----- Textauszug

Kolumne American Pie: Der prominente Sündenbock
Die Dallas Mavericks schicken Lamar Odom fort, um die Saison zu retten. Dabei bräuchte der schwächelnde NBA-Titelverteidiger einen Profi mit seinen Anlagen.
N ur zur Erinnerung: Die Dallas Mavericks sind der amtierende Titelträger der NBA. Das konnte man in letzter Zeit leicht vergessen. Dirk Nowitzki und seine Kollegen verlieren so regelmäßig ihre Partien, dass an eine erneute Meisterschaft momentan kaum zu denken ist.
Tatsächlich ist sogar die Qualifikation für die Playoffs in Gefahr. Eins ist immerhin sicher: Sollten die Mavs die bereits in zweieinhalb Wochen beginnende K.o.-Runde erreichen, werden sie die Mission Titelverteidigung ohne Lamar Odom in Angriff nehmen müssen.
Am Montag verkündete Donnie Nelson, der Manager der Mavericks, dass der Flügelspieler in den restlichen Saisonspielen nicht mehr eingesetzt werden wird: „Wir hatten das Gefühl, so kurz vor den Playoffs wäre das im Interesse aller Beteiligten.“ Es ist also im Interesse der Dallas Mavericks, auf die Dienste eines Angestellten zu verzichten, der in diesem Jahr mit 8,2 Millionen Dollar entlohnt wird und bei seiner Verpflichtung noch als entscheidendes Puzzlestück einer Titelverteidigung galt.

----------

#### Aufgabenbeschreibung:
Schreibe aus der Kolumne über die Dallas Mavericks den Abschnitt wortgetreu ab, der mit „Tatsächlich ist sogar“ beginnt und sich bis einschließlich „Angriff nehmen müssen.“ fortsetzt.

----- Gespeicherte Zeilen

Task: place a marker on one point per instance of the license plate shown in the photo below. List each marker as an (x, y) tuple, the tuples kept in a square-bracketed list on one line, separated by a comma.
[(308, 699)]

----------
----- Gespeicherte Zeilen

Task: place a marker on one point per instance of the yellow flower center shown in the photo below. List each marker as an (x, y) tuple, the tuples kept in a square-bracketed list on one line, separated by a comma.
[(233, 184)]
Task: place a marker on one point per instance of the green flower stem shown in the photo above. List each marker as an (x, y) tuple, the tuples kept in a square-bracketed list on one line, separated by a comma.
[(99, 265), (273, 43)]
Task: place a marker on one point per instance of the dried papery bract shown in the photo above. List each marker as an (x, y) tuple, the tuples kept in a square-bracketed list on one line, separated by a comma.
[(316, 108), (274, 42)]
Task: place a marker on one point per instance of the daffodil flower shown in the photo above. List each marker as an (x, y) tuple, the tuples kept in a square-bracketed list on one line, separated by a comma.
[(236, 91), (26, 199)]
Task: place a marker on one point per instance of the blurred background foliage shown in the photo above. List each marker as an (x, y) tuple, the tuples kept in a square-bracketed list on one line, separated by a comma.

----------
----- Gespeicherte Zeilen

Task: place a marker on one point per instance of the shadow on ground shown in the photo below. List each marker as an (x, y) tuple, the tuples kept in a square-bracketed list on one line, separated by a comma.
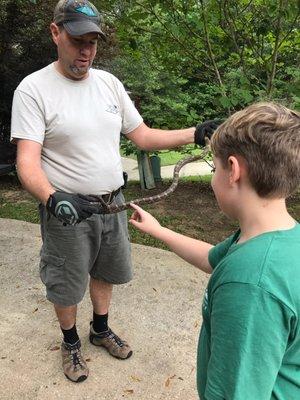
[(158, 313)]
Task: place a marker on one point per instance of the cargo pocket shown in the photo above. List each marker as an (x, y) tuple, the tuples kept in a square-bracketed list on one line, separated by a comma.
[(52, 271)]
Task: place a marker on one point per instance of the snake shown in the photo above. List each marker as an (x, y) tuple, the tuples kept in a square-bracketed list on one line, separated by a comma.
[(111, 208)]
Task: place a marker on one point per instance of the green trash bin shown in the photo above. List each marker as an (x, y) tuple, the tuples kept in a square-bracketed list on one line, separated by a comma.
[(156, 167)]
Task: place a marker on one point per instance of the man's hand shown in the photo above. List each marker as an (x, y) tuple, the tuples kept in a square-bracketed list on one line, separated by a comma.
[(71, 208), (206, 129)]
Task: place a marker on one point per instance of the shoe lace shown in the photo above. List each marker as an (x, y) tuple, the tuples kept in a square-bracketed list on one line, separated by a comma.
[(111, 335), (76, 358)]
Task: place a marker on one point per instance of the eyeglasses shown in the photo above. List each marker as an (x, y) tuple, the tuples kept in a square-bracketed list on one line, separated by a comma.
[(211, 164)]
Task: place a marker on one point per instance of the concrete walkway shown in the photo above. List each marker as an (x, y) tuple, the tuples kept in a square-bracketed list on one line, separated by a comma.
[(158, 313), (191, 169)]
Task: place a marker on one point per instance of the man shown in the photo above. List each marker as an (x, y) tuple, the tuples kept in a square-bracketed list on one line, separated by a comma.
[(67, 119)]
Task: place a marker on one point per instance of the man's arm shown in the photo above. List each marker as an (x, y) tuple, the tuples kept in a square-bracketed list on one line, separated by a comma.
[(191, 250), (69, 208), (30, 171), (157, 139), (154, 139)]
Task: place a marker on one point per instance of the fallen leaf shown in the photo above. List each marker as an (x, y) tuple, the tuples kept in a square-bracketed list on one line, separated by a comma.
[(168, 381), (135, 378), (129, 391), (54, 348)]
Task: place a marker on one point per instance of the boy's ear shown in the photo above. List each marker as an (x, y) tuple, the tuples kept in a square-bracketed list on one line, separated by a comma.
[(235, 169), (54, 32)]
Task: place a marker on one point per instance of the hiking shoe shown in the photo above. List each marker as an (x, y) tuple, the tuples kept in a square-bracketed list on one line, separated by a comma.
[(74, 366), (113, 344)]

----------

#### Vollständige Ausgabe:
Tatsächlich ist sogar die Qualifikation für die Playoffs in Gefahr. Eins ist immerhin sicher: Sollten die Mavs die bereits in zweieinhalb Wochen beginnende K.o.-Runde erreichen, werden sie die Mission Titelverteidigung ohne Lamar Odom in Angriff nehmen müssen.